━━ 掲載文 ━━

はがき随筆・鹿児島

はがき随筆ブログにようこそ!毎日新聞西部本社の各地方版に毎朝掲載される
「はがき随筆」は252文字のミニエッセイです。

はがき随筆9月度

2013-10-26 15:23:29 | 受賞作品
 はがき随筆9月度の入賞者は次の皆さんです。
 【月間賞】11日「父が見た星空」種子田真理(61)=鹿児島市
 【佳作】15日「ペットの盆供養」一木法明(78)=志布志市
     21日「初秋」橋口礼子(79)=出水市


父が見た星空 延命治療などをせずに自宅で息をひきとった父親の、臨終の時の様子です。父親の最期に天井に星を見ていたという。幻視だといってしまえばそれまでですが、本当に見えていたと信じるのが家族の愛情でしょう。自分の好きなものを見ながら死んでいく幸福が、暖かく描かれています。

━━━

> 課題の指示:
**a.** 次の(i)〜(iii)の記述は、上のはがき随筆の文章の内容と合っているか。それぞれ「はい」か「いいえ」で答え、判断の根拠となる本文の語句をそのまま引用すること。
(i) 9月度の月間賞は「父が見た星空」である。
(ii) はがき随筆は300文字のミニエッセイである。
(iii) 「初秋」の作者は志布志市在住である。
**b.** 上のはがき随筆の文章から、「2013-10-26 15:23:29 | 受賞作品」で始まり「福が、暖かく描かれています。」で終わる部分を、一字も変えずに書き写すこと。

━━ 提供された一覧 ━━

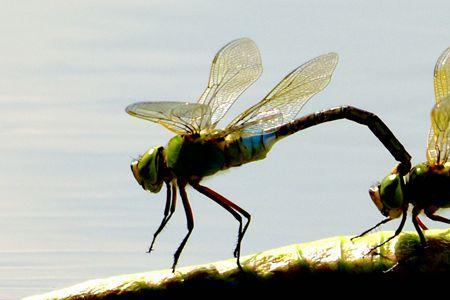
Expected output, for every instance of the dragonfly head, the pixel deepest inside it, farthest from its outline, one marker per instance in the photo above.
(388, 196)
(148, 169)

━━━
━━ 提供された一覧 ━━

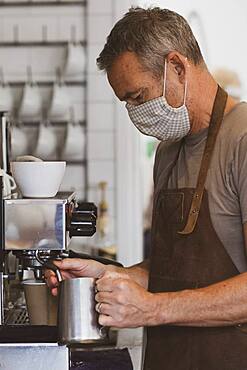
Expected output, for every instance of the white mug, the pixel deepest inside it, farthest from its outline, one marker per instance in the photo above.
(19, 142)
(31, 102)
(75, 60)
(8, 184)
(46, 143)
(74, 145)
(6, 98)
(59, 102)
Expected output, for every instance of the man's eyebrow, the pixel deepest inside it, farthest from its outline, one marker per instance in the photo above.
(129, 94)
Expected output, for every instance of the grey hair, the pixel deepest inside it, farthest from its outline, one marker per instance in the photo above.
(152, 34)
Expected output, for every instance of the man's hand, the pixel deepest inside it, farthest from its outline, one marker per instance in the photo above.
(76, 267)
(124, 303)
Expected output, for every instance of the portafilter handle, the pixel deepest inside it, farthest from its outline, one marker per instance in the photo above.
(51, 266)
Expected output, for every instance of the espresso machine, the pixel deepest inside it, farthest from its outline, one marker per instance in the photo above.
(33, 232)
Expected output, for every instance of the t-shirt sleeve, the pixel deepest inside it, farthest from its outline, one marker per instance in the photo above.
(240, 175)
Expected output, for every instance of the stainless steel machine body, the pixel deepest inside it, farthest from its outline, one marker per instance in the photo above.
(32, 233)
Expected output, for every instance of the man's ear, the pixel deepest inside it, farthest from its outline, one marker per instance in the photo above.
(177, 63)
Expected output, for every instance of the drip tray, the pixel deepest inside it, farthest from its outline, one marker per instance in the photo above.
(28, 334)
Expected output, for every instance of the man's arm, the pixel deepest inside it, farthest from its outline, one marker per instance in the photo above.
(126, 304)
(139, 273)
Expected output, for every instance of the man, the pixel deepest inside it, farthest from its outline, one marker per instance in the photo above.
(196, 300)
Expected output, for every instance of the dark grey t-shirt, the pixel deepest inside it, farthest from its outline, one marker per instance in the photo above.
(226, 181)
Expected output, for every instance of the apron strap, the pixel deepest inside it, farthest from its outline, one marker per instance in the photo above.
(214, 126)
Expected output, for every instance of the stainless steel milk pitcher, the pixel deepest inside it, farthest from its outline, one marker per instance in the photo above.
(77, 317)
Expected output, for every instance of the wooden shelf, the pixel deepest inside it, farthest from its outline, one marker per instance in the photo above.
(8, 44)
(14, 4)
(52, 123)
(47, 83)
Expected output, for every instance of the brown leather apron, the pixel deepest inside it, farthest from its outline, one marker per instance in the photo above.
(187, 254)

━━━
━━ 提供された一覧 ━━

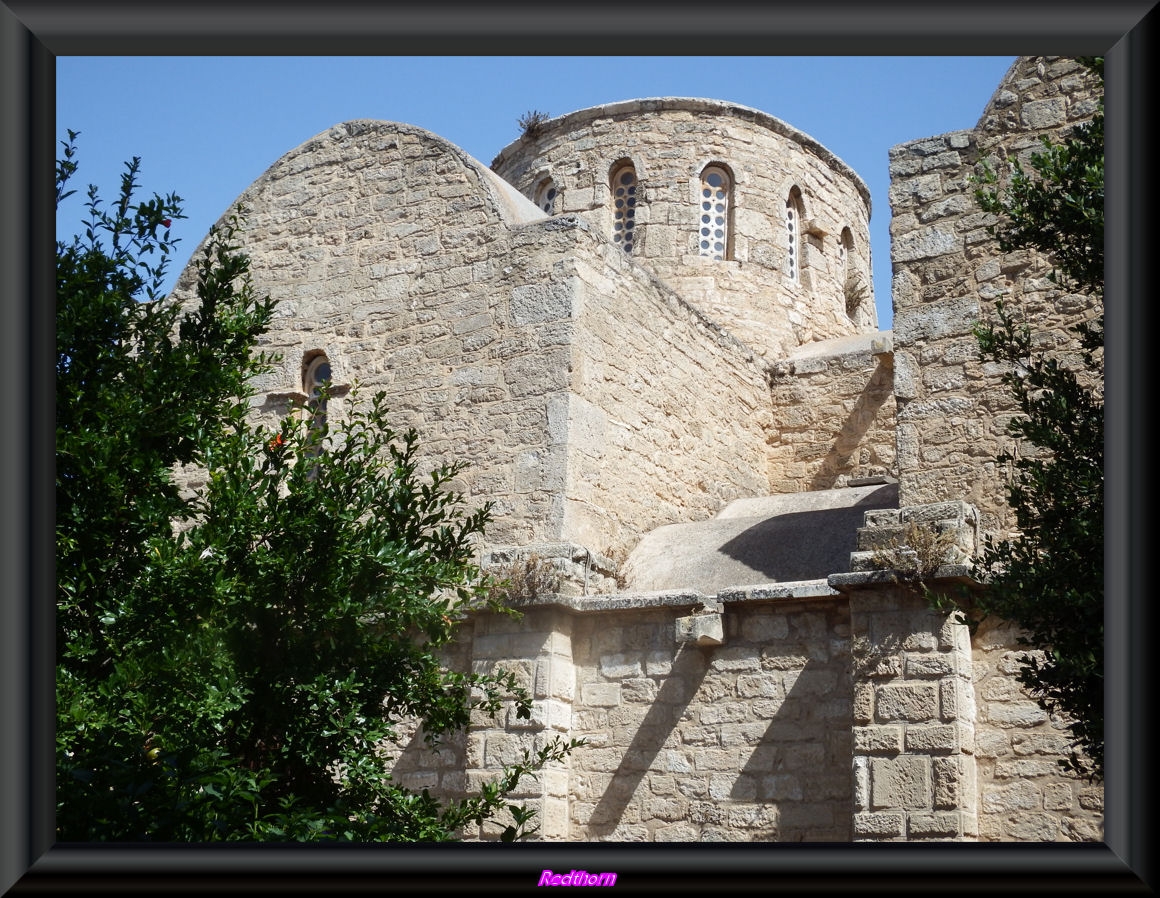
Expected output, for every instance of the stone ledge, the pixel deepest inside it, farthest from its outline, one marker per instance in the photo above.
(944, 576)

━━━

> 各課題の解答:
**a.**
(i) はい。『【月間賞】11日「父が見た星空」』
(ii) いいえ。『252文字のミニエッセイです』
(iii) いいえ。『21日「初秋」橋口礼子(79)=出水市』

**b.**
2013-10-26 15:23:29 | 受賞作品
 はがき随筆9月度の入賞者は次の皆さんです。
 【月間賞】11日「父が見た星空」種子田真理(61)=鹿児島市
 【佳作】15日「ペットの盆供養」一木法明(78)=志布志市
     21日「初秋」橋口礼子(79)=出水市


父が見た星空 延命治療などをせずに自宅で息をひきとった父親の、臨終の時の様子です。父親の最期に天井に星を見ていたという。幻視だといってしまえばそれまでですが、本当に見えていたと信じるのが家族の愛情でしょう。自分の好きなものを見ながら死んでいく幸福が、暖かく描かれています。